##### Listed records
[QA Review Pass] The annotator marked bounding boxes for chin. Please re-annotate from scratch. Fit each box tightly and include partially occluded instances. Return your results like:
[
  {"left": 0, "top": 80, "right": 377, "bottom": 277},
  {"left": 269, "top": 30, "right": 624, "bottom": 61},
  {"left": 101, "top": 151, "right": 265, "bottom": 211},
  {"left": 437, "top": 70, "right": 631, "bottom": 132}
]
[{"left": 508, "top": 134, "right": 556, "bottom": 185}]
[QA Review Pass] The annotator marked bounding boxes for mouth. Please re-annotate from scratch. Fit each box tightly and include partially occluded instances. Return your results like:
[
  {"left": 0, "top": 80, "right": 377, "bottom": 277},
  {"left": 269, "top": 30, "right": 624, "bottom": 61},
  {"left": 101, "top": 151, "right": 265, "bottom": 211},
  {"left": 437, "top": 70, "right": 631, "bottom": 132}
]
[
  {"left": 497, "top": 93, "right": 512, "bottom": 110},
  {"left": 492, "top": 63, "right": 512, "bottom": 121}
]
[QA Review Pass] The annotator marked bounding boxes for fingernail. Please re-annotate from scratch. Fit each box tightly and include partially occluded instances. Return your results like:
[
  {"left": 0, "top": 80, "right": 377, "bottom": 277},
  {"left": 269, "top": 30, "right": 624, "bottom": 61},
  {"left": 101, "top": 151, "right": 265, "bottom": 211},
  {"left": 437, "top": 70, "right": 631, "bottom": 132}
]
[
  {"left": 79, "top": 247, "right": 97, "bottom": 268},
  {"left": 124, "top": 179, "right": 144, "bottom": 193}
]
##########
### Task to complete
Copy all of the data above word for word, without changing anything.

### Complete response
[QA Review Pass] The annotator marked bounding boxes for chin. Please re-annotate from scratch. Fit each box tightly and include partially occluded instances. Return your results like:
[
  {"left": 0, "top": 80, "right": 377, "bottom": 277},
  {"left": 269, "top": 30, "right": 624, "bottom": 61},
  {"left": 101, "top": 151, "right": 265, "bottom": 211},
  {"left": 437, "top": 70, "right": 631, "bottom": 132}
]
[{"left": 508, "top": 134, "right": 556, "bottom": 185}]
[QA Review Pass] The annotator marked bounding boxes for mouth. Please re-annotate from scratch. Fit each box tightly and include partially occluded instances. Return your results like:
[
  {"left": 0, "top": 80, "right": 377, "bottom": 277},
  {"left": 269, "top": 30, "right": 624, "bottom": 61},
  {"left": 101, "top": 151, "right": 265, "bottom": 211},
  {"left": 437, "top": 70, "right": 631, "bottom": 132}
]
[
  {"left": 497, "top": 93, "right": 512, "bottom": 110},
  {"left": 492, "top": 63, "right": 512, "bottom": 121}
]
[QA Review Pass] The annotator marked bounding boxes for fingernail. Please re-annotate from scratch. Fit each box tightly and include partially occluded instances. Return your results like:
[
  {"left": 0, "top": 80, "right": 377, "bottom": 277},
  {"left": 269, "top": 30, "right": 624, "bottom": 61},
  {"left": 101, "top": 151, "right": 265, "bottom": 211},
  {"left": 437, "top": 70, "right": 631, "bottom": 132}
]
[
  {"left": 79, "top": 247, "right": 97, "bottom": 268},
  {"left": 124, "top": 179, "right": 144, "bottom": 193}
]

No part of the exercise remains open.